● **Prompt**: Exactness is required. Restate every entry as written.

[[ Working data, beginning ]]

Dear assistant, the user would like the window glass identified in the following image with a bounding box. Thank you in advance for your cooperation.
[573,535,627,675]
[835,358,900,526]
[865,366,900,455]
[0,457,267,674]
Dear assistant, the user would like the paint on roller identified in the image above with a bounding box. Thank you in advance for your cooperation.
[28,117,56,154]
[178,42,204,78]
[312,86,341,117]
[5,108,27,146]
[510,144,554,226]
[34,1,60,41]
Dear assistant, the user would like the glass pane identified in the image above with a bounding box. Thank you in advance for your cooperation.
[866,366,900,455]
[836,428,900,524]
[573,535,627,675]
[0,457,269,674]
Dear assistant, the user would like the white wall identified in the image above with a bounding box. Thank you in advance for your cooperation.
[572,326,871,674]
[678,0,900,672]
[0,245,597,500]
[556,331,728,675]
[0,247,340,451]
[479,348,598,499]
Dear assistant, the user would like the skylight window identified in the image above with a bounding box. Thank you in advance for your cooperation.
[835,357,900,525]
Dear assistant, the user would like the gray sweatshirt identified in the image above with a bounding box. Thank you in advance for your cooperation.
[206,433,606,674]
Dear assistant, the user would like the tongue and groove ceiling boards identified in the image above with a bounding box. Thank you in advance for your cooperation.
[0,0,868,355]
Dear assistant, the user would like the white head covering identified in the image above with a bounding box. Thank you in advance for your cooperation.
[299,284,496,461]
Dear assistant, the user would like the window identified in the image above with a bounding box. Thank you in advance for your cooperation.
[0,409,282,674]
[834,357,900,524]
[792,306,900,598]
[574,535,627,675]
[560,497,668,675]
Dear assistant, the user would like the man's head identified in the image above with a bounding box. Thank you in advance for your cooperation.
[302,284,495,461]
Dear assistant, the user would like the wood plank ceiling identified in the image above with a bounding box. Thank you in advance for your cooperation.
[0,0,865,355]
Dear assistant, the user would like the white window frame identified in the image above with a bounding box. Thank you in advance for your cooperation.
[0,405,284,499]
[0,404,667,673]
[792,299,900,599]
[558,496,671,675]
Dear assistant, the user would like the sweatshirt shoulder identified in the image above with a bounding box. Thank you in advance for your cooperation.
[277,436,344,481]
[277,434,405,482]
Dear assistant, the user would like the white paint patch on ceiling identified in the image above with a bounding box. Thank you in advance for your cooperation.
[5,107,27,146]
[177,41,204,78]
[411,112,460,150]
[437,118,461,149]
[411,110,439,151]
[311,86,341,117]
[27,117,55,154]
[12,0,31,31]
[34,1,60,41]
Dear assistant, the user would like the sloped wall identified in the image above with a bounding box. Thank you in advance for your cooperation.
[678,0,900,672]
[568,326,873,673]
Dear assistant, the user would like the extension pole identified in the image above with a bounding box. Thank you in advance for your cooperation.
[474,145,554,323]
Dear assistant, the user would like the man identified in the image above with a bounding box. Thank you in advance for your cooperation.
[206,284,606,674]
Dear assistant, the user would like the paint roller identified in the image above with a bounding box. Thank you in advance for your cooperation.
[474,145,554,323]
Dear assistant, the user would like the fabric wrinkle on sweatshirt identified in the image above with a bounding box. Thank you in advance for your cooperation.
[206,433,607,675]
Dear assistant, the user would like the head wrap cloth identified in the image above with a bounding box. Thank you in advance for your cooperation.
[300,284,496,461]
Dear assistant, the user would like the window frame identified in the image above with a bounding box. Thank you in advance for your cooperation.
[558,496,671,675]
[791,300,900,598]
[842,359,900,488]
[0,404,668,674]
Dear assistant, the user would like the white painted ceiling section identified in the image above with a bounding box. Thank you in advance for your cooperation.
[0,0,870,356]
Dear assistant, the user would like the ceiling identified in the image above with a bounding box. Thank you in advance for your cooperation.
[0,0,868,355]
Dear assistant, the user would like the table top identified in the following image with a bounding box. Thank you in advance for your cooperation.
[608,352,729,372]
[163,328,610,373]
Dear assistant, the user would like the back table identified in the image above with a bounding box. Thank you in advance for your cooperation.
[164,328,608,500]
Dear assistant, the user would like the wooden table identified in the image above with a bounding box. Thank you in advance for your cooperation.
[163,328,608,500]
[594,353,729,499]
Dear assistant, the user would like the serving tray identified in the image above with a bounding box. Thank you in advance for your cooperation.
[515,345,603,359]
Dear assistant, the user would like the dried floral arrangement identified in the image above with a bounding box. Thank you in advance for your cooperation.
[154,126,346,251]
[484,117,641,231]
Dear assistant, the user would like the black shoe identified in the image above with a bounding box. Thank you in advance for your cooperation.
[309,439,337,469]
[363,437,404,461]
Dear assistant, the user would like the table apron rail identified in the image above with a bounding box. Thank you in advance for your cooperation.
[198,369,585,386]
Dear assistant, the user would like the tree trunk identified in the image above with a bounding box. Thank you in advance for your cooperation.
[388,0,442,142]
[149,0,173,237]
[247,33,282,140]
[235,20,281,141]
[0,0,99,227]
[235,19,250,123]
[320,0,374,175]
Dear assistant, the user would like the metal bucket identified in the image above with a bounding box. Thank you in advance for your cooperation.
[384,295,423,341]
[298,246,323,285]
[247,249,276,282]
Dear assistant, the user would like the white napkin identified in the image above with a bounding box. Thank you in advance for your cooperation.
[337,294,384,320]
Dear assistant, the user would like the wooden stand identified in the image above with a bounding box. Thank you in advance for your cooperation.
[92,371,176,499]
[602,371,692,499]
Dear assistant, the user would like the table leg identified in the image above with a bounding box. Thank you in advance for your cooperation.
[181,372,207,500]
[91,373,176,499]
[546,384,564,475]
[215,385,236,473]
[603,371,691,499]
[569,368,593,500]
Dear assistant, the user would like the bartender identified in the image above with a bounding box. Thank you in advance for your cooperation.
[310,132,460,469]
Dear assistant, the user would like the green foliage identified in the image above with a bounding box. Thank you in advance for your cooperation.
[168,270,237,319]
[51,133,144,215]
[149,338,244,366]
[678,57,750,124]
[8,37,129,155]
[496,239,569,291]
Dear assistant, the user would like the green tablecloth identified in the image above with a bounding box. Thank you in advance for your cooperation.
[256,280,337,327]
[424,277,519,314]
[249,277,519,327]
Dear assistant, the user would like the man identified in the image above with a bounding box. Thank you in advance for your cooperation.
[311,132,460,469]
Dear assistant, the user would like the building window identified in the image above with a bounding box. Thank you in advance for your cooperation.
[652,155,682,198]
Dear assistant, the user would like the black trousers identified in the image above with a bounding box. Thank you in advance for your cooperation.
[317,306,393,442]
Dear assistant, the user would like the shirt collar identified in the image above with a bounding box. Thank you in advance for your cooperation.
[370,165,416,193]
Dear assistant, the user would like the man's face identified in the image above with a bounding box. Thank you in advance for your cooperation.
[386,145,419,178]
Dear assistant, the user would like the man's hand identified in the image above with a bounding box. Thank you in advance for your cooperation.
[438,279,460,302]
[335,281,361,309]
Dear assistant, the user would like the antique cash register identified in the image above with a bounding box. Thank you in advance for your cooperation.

[[ Working data, end ]]

● **Response**:
Dear assistant, the user would like the window glass identified in the following image with a bounding box. Thank you in advance for your cooperation.
[573,535,627,675]
[835,358,900,526]
[865,366,900,455]
[0,457,267,674]
Dear assistant, the user would like the paint on roller identified in the image above with a bounding box. Thank you in advance for your cooperation.
[28,117,56,154]
[178,42,204,78]
[312,86,341,117]
[5,108,27,146]
[510,144,554,226]
[34,1,60,41]
Dear assistant, the user would like the glass pane identified in the image above with a bounding box. Thank you in advance for your cooperation.
[866,366,900,455]
[836,428,900,524]
[573,535,627,675]
[0,457,269,674]
Dear assistant, the user would like the white wall identified in the image above with a bounding box. Thank you in advance for your cooperation.
[572,326,871,674]
[678,0,900,672]
[0,245,597,500]
[556,331,728,675]
[0,247,340,451]
[479,348,598,499]
Dear assistant, the user would like the skylight window identified in the image above with a bounding box. Thank you in advance for your cooperation.
[835,357,900,525]
Dear assistant, the user would like the gray sweatshirt identified in the image above with a bounding box. Thank you in advance for your cooperation.
[206,433,606,674]
Dear assistant, the user would like the tongue and groove ceiling boards identified in the image above with a bounding box. Thank you in advance for your cooperation.
[0,0,868,355]
Dear assistant, the user would like the white head covering identified in the image above with a bounding box. Thank you in advance for your cooperation.
[299,284,496,461]
Dear assistant, the user would like the window identified in the image above with a bounding box. Thank you in advance for your cooperation.
[0,409,282,674]
[834,357,900,524]
[792,306,900,598]
[574,535,627,675]
[560,497,668,675]
Dear assistant, the user would like the man's head identified in the image above with a bounding box. Thank you in advance for your cooperation.
[302,284,495,461]
Dear assistant, the user would like the wood plank ceiling identified in the image above with a bounding box. Thank you in advance for your cooperation.
[0,0,865,355]
Dear assistant, the user would like the white window frame identified in the image above with a bounding box. Thank you in advance for your cooperation.
[0,405,284,499]
[0,404,667,673]
[792,299,900,599]
[558,496,671,675]
Dear assistant, the user would like the sweatshirt shoulder identified in the image above with a bounding box. Thank you in advance for your cooperation.
[277,436,344,481]
[277,434,405,482]
Dear assistant, the user would like the white paint patch on ceiling identified in the image above with a bounding box. Thank you in advance for your cooperation.
[5,107,27,146]
[177,41,204,78]
[411,112,460,150]
[437,118,461,149]
[411,110,439,151]
[311,86,341,117]
[27,117,55,154]
[12,0,31,31]
[34,1,60,41]
Dear assistant, the user would like the sloped wall identified in the image above with a bounding box. Thank you in advance for your cooperation.
[678,0,900,672]
[568,326,873,673]
Dear assistant, the user would like the extension pole identified in the image above with a bounding box. Thank you in advance for your cooperation.
[474,145,554,323]
Dear assistant, the user would like the man identified in the image above with a bounding box. Thank you in advance for your cooperation.
[206,284,606,674]
Dear assistant, the user would like the paint roller identified in the image above with a bounding box. Thank you in advance for your cooperation.
[474,145,554,323]
Dear assistant, the user would like the fabric wrinkle on sweatshirt identified in the image above with a bounding box. Thank you in advance for your cooperation.
[206,433,607,675]
Dear assistant, the user would like the head wrap cloth identified in the image above with a bounding box. Thank you in advance for your cooperation.
[300,284,496,461]
Dear assistant, the user would like the window frame identified in the image above with a bounding box. Thank you in advance for your cooperation.
[558,496,671,675]
[791,300,900,598]
[842,359,900,488]
[0,404,668,674]
Dear assistant, the user would like the white painted ceiling section identified in the image above with a bounding box. Thank you in advance for your cooperation.
[0,0,870,356]
Dear assistant, the user would like the ceiling identified in the image above with a bounding box. Thank you in advance for your cooperation.
[0,0,868,355]
Dear assistant, the user would like the table top identified in the following image with a bounding box. Thank you in advance for your cooperation.
[608,352,729,372]
[163,328,610,373]
Dear assistant, the user would like the back table identified in the image above with a bounding box. Thank you in advance for your cooperation.
[164,328,608,500]
Dear assistant, the user would like the wooden table identified in the image above with a bounding box. Thank you in advance for your cooperation.
[163,328,608,500]
[594,353,729,499]
Dear assistant, the user would like the serving tray identified in the image above with a bounding box. Thank you in advance for your cooperation.
[515,345,603,359]
Dear assistant, the user would like the dried floral arrangement identified in the image above with a bounding box. Thank you in advance for your cooperation.
[154,126,346,251]
[484,117,641,231]
Dear assistant, the user would like the black shoe identified in the image above with a bounding box. Thank you in advance for your cooperation.
[309,439,337,469]
[363,437,404,461]
Dear assistant, the user would like the table apron rail identified in the image above with a bounding box. Thank you in advance for your cooperation.
[198,369,585,386]
Dear assistant, the user would like the tree trunk identified in the image above with a bounding box. Thank you in advance for your cooperation.
[388,0,442,142]
[149,0,173,237]
[247,33,282,140]
[235,20,281,141]
[0,0,99,227]
[235,19,250,123]
[320,0,374,175]
Dear assistant, the user would like the metal bucket identified in the image above with a bounding box. Thank you in advance for your cooperation.
[384,295,423,341]
[298,246,323,285]
[247,249,276,282]
Dear assistant, the user would like the white napkin identified in the image above with a bounding box. Thank you in advance for your cooperation.
[337,294,384,320]
Dear assistant, the user would like the wooden stand identified in the image above with a bounding box. Thank you in advance for your cooperation.
[92,371,176,499]
[602,371,692,499]
Dear assistant, the user would like the table leg identified in the image above with a bounding box. Thank you in advance for your cooperation.
[181,372,207,500]
[91,373,176,499]
[546,384,564,475]
[215,385,236,473]
[603,371,691,499]
[569,368,593,500]
Dear assistant, the user would like the bartender identified in the image above with a bounding box. Thank you in advance for your cooperation.
[310,132,460,469]
Dear assistant, the user would like the green foliage identified in the image above with a bounding box. Thank you in advance for your cooperation.
[168,270,237,319]
[51,133,144,215]
[149,338,244,366]
[678,57,750,124]
[8,37,129,155]
[496,239,569,291]
Dear assistant, the user would like the green tablecloth identified in the image above with a bounding box. Thank you in advance for your cooperation.
[256,280,337,327]
[424,277,519,314]
[249,277,519,327]
Dear assistant, the user would like the man identified in the image above with a bounding box. Thank you in advance for your cooperation.
[311,132,460,469]
Dear assistant, the user would like the building window identified in the image above with a bounding box. Thank you in advance for your cooperation.
[652,155,682,198]
Dear assistant, the user would like the black trousers identified in the image above with a bounding box. Thank you in advance for your cooperation.
[317,306,393,442]
Dear assistant, the user would like the shirt collar identified in the image above with a bounding box. Thank you in advance for your cooperation.
[370,165,416,193]
Dear assistant, the user would like the man's face identified in the image above with a bounding box. Thank you in advance for your cooperation.
[386,145,419,178]
Dear assistant, the user would like the man's hand identified in the image above with a bounding box. Thank you in advance for your cooperation.
[438,279,460,302]
[335,281,361,309]
Dear assistant, the user would like the antique cash register identified in the image above with a bounding box. Thank you in advance for your cooperation.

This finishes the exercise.